#### TASK TO CARRY OUT
Write out every entry word for word.

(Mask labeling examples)
↓↓↓

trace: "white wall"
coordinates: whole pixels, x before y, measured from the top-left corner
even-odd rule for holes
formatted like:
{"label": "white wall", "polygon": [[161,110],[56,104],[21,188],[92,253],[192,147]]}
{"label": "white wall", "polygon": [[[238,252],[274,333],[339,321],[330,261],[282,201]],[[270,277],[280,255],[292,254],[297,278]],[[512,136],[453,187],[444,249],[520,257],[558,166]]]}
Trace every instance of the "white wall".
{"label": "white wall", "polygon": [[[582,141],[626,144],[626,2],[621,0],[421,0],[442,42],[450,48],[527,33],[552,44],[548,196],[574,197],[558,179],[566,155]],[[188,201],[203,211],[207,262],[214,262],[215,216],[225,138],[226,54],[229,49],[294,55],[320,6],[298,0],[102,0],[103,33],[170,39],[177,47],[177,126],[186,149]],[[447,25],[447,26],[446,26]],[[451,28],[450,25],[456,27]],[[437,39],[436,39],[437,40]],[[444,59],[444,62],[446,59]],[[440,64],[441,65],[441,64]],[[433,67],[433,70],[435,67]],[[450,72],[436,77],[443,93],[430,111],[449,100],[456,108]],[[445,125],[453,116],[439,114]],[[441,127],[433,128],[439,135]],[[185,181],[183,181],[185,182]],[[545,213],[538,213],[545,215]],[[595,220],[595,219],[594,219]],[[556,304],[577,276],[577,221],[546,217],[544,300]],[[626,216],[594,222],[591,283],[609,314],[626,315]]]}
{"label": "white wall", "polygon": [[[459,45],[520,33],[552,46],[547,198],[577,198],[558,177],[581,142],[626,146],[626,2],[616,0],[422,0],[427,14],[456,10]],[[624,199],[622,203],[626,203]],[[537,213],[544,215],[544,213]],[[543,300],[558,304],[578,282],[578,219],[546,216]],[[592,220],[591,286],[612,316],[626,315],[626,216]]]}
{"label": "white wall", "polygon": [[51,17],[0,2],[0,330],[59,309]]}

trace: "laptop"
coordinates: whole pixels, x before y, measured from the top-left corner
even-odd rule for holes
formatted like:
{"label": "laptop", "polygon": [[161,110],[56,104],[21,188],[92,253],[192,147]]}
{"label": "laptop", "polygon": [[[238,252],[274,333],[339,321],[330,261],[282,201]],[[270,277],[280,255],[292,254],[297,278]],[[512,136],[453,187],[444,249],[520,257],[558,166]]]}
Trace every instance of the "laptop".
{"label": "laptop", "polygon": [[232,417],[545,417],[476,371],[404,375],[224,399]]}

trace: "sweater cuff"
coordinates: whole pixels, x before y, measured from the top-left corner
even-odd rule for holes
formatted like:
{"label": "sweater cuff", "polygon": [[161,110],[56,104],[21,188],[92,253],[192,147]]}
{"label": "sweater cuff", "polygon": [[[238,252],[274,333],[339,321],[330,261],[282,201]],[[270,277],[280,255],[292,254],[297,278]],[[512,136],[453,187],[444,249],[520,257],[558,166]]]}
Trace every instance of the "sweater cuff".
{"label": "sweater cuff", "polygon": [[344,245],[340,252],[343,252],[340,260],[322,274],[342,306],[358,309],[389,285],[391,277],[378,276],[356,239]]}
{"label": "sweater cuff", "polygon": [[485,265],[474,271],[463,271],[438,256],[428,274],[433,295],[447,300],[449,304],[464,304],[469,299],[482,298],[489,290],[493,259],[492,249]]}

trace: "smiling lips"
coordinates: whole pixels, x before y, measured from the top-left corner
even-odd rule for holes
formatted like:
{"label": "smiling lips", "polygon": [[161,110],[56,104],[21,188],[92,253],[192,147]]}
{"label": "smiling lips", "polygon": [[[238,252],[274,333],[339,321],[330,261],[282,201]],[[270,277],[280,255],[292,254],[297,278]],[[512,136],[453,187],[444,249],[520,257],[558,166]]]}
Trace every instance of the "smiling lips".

↑↑↑

#### RESPONSE TO THIS TASK
trace: "white wall"
coordinates: whole pixels, x before y, measured from the top-left corner
even-odd rule for holes
formatted like:
{"label": "white wall", "polygon": [[161,110],[56,104],[21,188],[92,253],[192,147]]}
{"label": "white wall", "polygon": [[[238,252],[274,333],[339,321],[330,261],[282,201]],[[270,277],[280,255],[292,254],[297,278]],[[512,136],[453,187],[444,249],[520,257],[558,166]]]}
Trace every instance of the "white wall".
{"label": "white wall", "polygon": [[[582,141],[626,144],[626,2],[621,0],[421,0],[442,42],[450,48],[527,33],[552,44],[548,196],[574,197],[558,179],[566,155]],[[188,201],[203,211],[207,262],[214,262],[215,216],[225,138],[226,54],[229,49],[294,55],[320,6],[298,0],[102,0],[103,33],[170,39],[177,47],[177,126],[186,149]],[[447,25],[447,26],[446,26]],[[451,28],[450,25],[456,27]],[[437,39],[436,39],[437,40]],[[444,59],[444,62],[446,59]],[[440,64],[441,65],[441,64]],[[433,67],[433,70],[435,67]],[[450,72],[436,77],[443,93],[430,111],[449,100],[456,108]],[[445,125],[453,116],[439,114]],[[441,127],[433,128],[439,135]],[[185,181],[183,181],[185,182]],[[545,213],[538,213],[545,215]],[[595,220],[595,219],[594,219]],[[556,304],[577,276],[577,221],[546,217],[544,300]],[[626,216],[594,222],[591,283],[609,314],[626,315]]]}
{"label": "white wall", "polygon": [[[459,45],[520,33],[552,46],[547,198],[577,198],[558,177],[581,142],[626,146],[626,2],[616,0],[422,0],[427,14],[456,10]],[[624,199],[622,203],[626,203]],[[537,213],[544,215],[544,213]],[[543,300],[558,304],[578,282],[578,219],[546,216]],[[592,220],[591,286],[612,316],[626,315],[626,216]]]}
{"label": "white wall", "polygon": [[51,17],[0,2],[0,330],[59,309]]}

trace: "laptop"
coordinates: whole pixels, x before y, measured from the top-left corner
even-odd rule for holes
formatted like:
{"label": "laptop", "polygon": [[161,110],[56,104],[21,188],[92,253],[192,147]]}
{"label": "laptop", "polygon": [[[238,252],[274,333],[339,321],[330,261],[282,201]],[[270,277],[280,255],[292,254],[297,278]],[[512,136],[453,187],[444,249],[520,257],[558,166]]]}
Trace every instance of the "laptop".
{"label": "laptop", "polygon": [[232,417],[545,417],[476,371],[404,375],[224,399]]}

trace: "sweater cuff"
coordinates: whole pixels, x before y, measured from the top-left corner
even-odd rule for holes
formatted like:
{"label": "sweater cuff", "polygon": [[161,110],[56,104],[21,188],[92,253],[192,147]]}
{"label": "sweater cuff", "polygon": [[[238,252],[274,333],[339,321],[330,261],[282,201]],[[270,277],[280,255],[292,254],[297,278]],[[512,136],[453,187],[444,249],[520,257],[558,166]]]}
Trace every instance of the "sweater cuff".
{"label": "sweater cuff", "polygon": [[344,245],[340,252],[343,252],[340,260],[322,274],[342,306],[358,309],[389,285],[391,277],[378,276],[356,239]]}
{"label": "sweater cuff", "polygon": [[485,265],[474,271],[463,271],[438,256],[428,274],[433,295],[447,300],[449,304],[464,304],[469,299],[482,298],[489,290],[493,259],[492,249]]}

trace: "smiling lips"
coordinates: whole pixels, x before y, measured from the top-left corner
even-odd rule for holes
formatted like:
{"label": "smiling lips", "polygon": [[161,110],[56,104],[21,188],[92,253],[192,147]]}
{"label": "smiling lips", "polygon": [[[238,252],[274,333],[339,321],[330,261],[282,201]],[[270,277],[280,255],[292,254],[297,278]],[[512,136],[453,187],[444,249],[520,257],[558,166]]]}
Trace every instance of the "smiling lips".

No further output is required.